======== SELECTED PASSAGE

CHICAGO — Tissue Doppler imaging of the heart may be a way to safely and noninvasively screen asymptomatic people who are at risk of dying from heart failure, according to results from an initial study with 1,100 people.

In this pilot study, people in the lowest tertile of left ventricular motion had a 2.6-fold increased risk of dying over the next 5 years, compared with patients with the highest level of ventricular wall motion, in an analysis that controlled for age and gender, Dr. Rasmus Mogelvang said at the annual meeting of the American College of Cardiology.

Although the finding suggested that tissue Doppler imaging (TDI) may be effective for the early detection of heart failure and an increased risk of death due to heart failure, the data collected so far are preliminary and did not allow Dr. Mogelvang and his associates to calculate a threshold value for increased risk.

“This is a first step toward showing that TDI has promising significance,” said Dr. Mogelvang, a cardiologist at Gentofte Hospital in Copenhagen. “Before we can start to use this in daily practice, we need to set cutoff values.”

TDI can “clearly measure systolic and diastolic function in the heart. Putting them together [as a single measure of ventricular performance] is novel,” commented Dr. Scott D. Solomon, director of noninvasive cardiology at Brigham and Women's Hospital in Boston, and an expert on TDI. “If the results [from Dr. Mogelvang's study] are validated in another dataset, then TDI could become an important screening test,” he said.

Dr. Mogelvang and his associates used TDI data collected on 1,100 apparently healthy people (average age, 60 years) enrolled in the Copenhagen City Heart Study. They all underwent ventricular assessment using both TDI and conventional echocardiography, and were then followed for an average of 5.1 years. During follow-up, 90 people died.

Three TDI measurements were made for each subject: s', which corresponds to left ventricular wall motion at peak systole; e', which is wall motion between systole and diastole; and a', wall speed at end diastole. People with slower ventricular wall motion had worse survival. Older people have reduced wall-motion speed.

In a series of multivariate analyses that adjusted for baseline differences in age and gender, a combined wall-speed assessment that included readings for s', e', and a' was the best correlate of survival, Dr. Mogelvang reported. In absolute terms, 5-year survival was about 96% among people in the tertile with the greatest wall motion, about 92% among those in the middle tertile, and about 85% among those in the tertile with the lowest level of wall motion. The combined TDI value, which integrated s', e', and a', was a powerful predictor of survival even in people who had normal ventricular function based on their conventional echocardiogram, he said.

================
======== GIVEN RECORDS

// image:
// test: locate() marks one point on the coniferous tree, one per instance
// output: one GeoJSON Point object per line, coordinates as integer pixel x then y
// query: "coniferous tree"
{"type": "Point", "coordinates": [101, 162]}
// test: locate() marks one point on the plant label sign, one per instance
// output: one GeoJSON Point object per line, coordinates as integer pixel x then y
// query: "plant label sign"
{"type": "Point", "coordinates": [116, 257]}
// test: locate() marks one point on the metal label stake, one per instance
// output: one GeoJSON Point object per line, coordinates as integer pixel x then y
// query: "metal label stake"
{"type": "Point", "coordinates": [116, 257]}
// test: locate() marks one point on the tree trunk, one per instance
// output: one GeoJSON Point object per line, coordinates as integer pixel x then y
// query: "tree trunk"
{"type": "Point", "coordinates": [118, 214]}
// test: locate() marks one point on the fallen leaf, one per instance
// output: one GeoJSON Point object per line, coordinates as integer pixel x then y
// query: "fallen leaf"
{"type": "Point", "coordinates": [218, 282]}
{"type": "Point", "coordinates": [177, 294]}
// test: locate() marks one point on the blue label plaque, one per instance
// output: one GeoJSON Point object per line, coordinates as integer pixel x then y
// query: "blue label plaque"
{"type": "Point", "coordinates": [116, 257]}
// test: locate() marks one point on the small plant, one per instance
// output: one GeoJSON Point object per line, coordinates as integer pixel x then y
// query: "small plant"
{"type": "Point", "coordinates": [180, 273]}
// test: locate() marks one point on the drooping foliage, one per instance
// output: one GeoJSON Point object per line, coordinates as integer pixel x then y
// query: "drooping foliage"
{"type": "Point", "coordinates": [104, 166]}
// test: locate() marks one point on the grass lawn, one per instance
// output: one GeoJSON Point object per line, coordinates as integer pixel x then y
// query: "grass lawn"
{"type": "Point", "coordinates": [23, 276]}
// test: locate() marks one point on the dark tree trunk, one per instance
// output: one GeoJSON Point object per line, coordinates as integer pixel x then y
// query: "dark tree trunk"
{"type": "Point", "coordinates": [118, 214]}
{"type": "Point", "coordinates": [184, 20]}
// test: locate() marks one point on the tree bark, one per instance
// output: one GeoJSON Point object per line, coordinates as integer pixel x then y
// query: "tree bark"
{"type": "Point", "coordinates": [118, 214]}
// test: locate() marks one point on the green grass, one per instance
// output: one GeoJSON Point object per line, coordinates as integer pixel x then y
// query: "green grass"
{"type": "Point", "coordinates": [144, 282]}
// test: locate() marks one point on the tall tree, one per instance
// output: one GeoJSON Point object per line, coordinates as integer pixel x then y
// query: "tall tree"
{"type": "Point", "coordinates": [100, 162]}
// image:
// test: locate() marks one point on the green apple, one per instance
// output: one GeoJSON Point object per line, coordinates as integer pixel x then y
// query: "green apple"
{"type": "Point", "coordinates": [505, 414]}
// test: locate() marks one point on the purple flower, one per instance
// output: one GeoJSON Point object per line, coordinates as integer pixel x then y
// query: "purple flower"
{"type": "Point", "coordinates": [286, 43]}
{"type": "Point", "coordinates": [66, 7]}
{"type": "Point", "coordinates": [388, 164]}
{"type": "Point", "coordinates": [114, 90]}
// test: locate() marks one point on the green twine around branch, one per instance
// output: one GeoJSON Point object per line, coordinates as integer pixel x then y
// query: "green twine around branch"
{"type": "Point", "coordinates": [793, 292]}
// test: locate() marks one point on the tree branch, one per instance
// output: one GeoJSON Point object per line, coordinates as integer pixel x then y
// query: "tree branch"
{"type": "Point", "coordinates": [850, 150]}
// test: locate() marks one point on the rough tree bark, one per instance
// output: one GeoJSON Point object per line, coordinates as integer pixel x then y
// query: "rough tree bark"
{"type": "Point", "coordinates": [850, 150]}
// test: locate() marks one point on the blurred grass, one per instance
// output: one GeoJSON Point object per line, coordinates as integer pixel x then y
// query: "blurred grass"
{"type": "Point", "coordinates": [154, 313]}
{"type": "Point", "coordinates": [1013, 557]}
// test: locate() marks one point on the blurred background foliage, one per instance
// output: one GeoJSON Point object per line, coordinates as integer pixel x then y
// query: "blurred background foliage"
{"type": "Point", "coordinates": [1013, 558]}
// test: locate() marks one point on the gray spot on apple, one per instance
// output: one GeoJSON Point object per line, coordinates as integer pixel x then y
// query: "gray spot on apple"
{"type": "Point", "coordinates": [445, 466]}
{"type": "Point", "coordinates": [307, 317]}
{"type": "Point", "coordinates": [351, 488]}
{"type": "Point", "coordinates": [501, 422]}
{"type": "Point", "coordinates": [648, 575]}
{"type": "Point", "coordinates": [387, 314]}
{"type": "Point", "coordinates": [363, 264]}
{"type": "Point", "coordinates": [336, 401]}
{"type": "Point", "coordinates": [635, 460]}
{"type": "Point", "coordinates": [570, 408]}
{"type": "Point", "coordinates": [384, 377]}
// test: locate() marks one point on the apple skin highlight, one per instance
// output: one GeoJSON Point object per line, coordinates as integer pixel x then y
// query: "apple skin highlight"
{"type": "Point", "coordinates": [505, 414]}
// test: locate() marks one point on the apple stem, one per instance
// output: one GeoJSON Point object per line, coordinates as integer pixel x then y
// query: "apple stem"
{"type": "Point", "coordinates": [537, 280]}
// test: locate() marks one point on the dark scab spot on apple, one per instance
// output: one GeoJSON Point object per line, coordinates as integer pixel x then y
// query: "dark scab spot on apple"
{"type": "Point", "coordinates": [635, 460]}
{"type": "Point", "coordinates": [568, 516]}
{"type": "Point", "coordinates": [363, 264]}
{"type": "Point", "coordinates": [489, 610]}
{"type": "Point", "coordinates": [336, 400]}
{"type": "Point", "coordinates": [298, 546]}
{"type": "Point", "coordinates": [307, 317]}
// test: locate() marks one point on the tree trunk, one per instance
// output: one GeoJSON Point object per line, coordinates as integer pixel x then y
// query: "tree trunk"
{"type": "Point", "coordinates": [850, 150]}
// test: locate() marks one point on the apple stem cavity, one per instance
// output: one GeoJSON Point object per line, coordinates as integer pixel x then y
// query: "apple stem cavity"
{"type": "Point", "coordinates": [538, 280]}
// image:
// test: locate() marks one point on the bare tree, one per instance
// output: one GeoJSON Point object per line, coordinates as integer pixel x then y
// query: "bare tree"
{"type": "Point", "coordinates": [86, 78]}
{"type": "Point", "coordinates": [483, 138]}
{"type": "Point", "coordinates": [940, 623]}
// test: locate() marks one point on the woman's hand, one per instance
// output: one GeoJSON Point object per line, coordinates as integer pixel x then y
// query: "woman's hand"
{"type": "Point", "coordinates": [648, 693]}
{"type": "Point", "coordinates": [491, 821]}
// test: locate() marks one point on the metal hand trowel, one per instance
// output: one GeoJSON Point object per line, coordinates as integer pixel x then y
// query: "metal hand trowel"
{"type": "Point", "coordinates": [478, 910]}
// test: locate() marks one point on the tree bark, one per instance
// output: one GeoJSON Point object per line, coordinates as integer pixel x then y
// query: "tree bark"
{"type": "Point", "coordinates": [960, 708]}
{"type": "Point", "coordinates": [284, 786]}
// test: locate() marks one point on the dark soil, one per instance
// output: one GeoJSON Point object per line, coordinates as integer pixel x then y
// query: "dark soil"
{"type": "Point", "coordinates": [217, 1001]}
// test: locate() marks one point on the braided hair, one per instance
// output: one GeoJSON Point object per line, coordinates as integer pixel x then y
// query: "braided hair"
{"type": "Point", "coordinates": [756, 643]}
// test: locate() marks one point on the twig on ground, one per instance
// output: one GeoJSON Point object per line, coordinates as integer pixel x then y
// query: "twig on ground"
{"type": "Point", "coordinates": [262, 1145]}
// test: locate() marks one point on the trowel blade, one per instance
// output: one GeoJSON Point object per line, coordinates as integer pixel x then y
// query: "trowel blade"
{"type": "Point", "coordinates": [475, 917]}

================

## WORK ORDER 1
In the tissue Doppler imaging article, what was the average age of the 1,100 people whose data were used?
## WORK ORDER 2
Extract word for word the part of the tissue Doppler imaging article that opens with the words containing "In this pilot" and closes with "for increased risk.".

## WRITTEN ANSWER 1
60 years.

## WRITTEN ANSWER 2
In this pilot study, people in the lowest tertile of left ventricular motion had a 2.6-fold increased risk of dying over the next 5 years, compared with patients with the highest level of ventricular wall motion, in an analysis that controlled for age and gender, Dr. Rasmus Mogelvang said at the annual meeting of the American College of Cardiology.

Although the finding suggested that tissue Doppler imaging (TDI) may be effective for the early detection of heart failure and an increased risk of death due to heart failure, the data collected so far are preliminary and did not allow Dr. Mogelvang and his associates to calculate a threshold value for increased risk.